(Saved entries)
──────
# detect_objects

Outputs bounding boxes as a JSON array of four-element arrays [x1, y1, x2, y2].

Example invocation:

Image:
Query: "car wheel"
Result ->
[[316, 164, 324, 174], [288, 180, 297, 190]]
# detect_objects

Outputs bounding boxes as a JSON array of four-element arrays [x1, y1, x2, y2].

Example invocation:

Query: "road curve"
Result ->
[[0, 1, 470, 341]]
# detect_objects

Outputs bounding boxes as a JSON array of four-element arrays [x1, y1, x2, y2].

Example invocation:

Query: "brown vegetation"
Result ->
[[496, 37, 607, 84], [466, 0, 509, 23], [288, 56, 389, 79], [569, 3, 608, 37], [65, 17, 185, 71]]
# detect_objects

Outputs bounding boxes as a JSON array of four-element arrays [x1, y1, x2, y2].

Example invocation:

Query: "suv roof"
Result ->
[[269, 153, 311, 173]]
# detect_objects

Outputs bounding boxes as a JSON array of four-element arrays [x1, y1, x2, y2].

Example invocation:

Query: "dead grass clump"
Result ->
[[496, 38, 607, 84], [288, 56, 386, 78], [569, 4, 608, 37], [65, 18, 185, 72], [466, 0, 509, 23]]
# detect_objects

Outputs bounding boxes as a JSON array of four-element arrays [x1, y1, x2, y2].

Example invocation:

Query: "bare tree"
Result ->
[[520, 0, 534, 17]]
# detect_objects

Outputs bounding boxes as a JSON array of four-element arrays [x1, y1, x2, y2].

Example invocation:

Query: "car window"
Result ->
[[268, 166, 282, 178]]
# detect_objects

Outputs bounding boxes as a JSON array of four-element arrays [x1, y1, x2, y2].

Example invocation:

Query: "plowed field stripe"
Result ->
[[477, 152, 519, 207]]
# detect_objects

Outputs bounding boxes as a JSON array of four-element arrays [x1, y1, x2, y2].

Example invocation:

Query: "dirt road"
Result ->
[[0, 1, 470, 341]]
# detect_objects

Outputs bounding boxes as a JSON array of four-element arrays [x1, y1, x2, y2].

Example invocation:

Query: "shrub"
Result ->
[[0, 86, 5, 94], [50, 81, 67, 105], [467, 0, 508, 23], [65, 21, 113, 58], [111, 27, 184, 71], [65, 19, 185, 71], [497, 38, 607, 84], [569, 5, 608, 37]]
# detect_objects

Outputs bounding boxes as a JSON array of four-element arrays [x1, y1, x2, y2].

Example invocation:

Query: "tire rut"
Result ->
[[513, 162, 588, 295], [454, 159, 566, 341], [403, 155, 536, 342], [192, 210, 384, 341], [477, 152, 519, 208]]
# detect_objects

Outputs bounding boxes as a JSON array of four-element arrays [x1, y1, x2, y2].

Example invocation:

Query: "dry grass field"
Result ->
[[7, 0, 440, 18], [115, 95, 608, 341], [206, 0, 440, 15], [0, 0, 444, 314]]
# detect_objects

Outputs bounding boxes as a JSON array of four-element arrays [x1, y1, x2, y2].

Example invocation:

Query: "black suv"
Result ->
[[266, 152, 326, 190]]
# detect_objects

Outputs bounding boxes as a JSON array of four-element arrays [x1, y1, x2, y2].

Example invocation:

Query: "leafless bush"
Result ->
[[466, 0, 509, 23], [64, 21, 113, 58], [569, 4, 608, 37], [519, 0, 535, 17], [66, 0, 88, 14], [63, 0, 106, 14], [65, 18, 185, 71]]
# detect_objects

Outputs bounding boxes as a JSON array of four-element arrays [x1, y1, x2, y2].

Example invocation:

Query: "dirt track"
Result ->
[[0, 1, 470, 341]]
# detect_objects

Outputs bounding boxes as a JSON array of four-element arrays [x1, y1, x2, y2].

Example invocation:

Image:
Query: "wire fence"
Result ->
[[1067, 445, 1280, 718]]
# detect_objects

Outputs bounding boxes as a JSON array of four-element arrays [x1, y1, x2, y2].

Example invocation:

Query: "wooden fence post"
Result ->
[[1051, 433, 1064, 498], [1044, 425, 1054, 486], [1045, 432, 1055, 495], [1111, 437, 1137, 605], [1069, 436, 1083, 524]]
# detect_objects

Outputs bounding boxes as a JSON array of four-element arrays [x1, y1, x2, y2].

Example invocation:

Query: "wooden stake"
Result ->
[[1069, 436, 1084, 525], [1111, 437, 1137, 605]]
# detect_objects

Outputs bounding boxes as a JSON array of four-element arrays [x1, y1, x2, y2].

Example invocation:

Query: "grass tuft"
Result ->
──────
▶ **EXERCISE PROMPT**
Each record must be transcribed exactly, with nothing left out.

▶ **YOUR RESPONSE**
# detect_objects

Outputs bounding boxes as a JSON array of four-element arrays [x1, y1, x2, y2].

Example invocation:

Image:
Query: "car wheel"
Result ->
[[316, 164, 324, 174], [288, 180, 297, 190]]
# detect_objects

Outputs bounding boxes as a JSON array of four-element arrays [x1, y1, x2, y2].

Example invocation:

Query: "road curve"
Result ->
[[0, 1, 470, 341]]
# detect_objects

Outputs bounding boxes as a JSON array of four-element arrays [x1, y1, x2, y2].

Example invocation:

Query: "brown vegetation"
Result ->
[[496, 37, 607, 84], [466, 0, 509, 23], [288, 56, 389, 79], [569, 3, 608, 37], [65, 17, 185, 71]]
# detect_objects

Outputs bounding boxes as a JSON array of four-element arrays [x1, y1, x2, y2].

Example invocation:

Query: "suv roof"
Result ->
[[269, 153, 311, 173]]
# detect_objects

Outputs bounding boxes as a JSON array of four-element arrays [x1, y1, x2, y2].

Example invocation:

Query: "dead grass clump"
Result ->
[[496, 38, 607, 84], [288, 56, 386, 78], [569, 4, 608, 37], [65, 18, 185, 72], [466, 0, 509, 23]]
# detect_objects

Outputs bounding boxes as a JSON array of four-element arrays [x1, y1, x2, y2].

Example invocation:

Query: "bare tree"
Result ->
[[520, 0, 534, 17]]
# detect_objects

Outputs bounding boxes as a JSON array of four-element arrays [x1, y1, x2, y2].

Example invocation:

Query: "car window"
Result ->
[[268, 166, 282, 178]]
# detect_objects

Outputs bounding boxes as a JSON array of four-element arrays [x1, y1, x2, y2].

Example invocation:

Query: "plowed field stripe"
Result ->
[[477, 152, 519, 207]]
# detect_objects

Outputs bounding boxes as a JSON array of four-element arrays [x1, y1, x2, y2].

Example invocation:

Query: "dirt road"
Result ->
[[0, 1, 470, 341]]
# detect_objects

Outputs bounding boxes as a JSON array of four-element arrays [x1, y1, x2, y2].

Example invocation:

Query: "shrub"
Result ->
[[0, 86, 5, 94], [50, 81, 67, 105], [467, 0, 508, 23], [65, 21, 113, 58], [111, 27, 184, 71], [65, 19, 185, 71], [497, 38, 607, 84], [569, 5, 608, 37]]
# detect_objects

Outputs bounding boxes as a JSON array of four-element arrays [x1, y1, x2, y2].

Example invocation:

Query: "tire rut"
Result ->
[[513, 162, 588, 295], [454, 159, 566, 341], [403, 155, 536, 342], [192, 210, 384, 341], [477, 152, 519, 208]]
# detect_objects

Outputs bounding boxes as a JSON array of four-element arrays [x1, y1, x2, y2].

Example invocation:

Query: "dry grass field"
Result ->
[[7, 0, 440, 18], [115, 95, 608, 341], [206, 0, 440, 15], [0, 0, 444, 314]]
# detect_objects

Outputs bounding boxes as a JSON array of four-element arrays [x1, y1, x2, y2].

Example invocation:

Query: "black suv"
Result ->
[[266, 152, 326, 190]]
# detect_objects

Outputs bounding boxes as a JSON array of four-element arrays [x1, y1, x2, y2].

Example invocation:

Query: "leafless bush"
Result ->
[[466, 0, 509, 23], [64, 21, 113, 58], [569, 4, 608, 37], [519, 0, 535, 17], [66, 0, 88, 14], [63, 0, 106, 14], [65, 18, 185, 71]]
# detect_objects

Outputs bounding boxes as a JSON array of four-element arrays [x1, y1, x2, y2].

Example invocation:

Query: "dirt track"
Result ->
[[0, 1, 470, 341]]
# detect_objects

Outputs bounding boxes as a JSON array of four-element arrays [x1, y1, x2, y2].

Example invocation:

Image:
Query: "wire fence"
Result ->
[[1067, 445, 1280, 718]]
# detect_objects

Outputs bounding boxes as a JSON array of four-element arrays [x1, y1, x2, y2].

Example invocation:

Query: "wooden fence post"
Result ->
[[1051, 433, 1064, 498], [1044, 425, 1054, 486], [1045, 432, 1055, 495], [1111, 437, 1137, 605], [1069, 436, 1083, 524]]
# detect_objects

Outputs bounding boxes as a JSON array of four-element arrays [x1, y1, x2, y2].

Example invocation:

Query: "wooden stake"
Result ->
[[1069, 436, 1084, 525], [1111, 437, 1137, 605]]
# detect_objects

Outputs bounding boxes as a JSON array of four-element arrays [x1, y1, x2, y2].

Example invocation:

Query: "grass tuft"
Result ->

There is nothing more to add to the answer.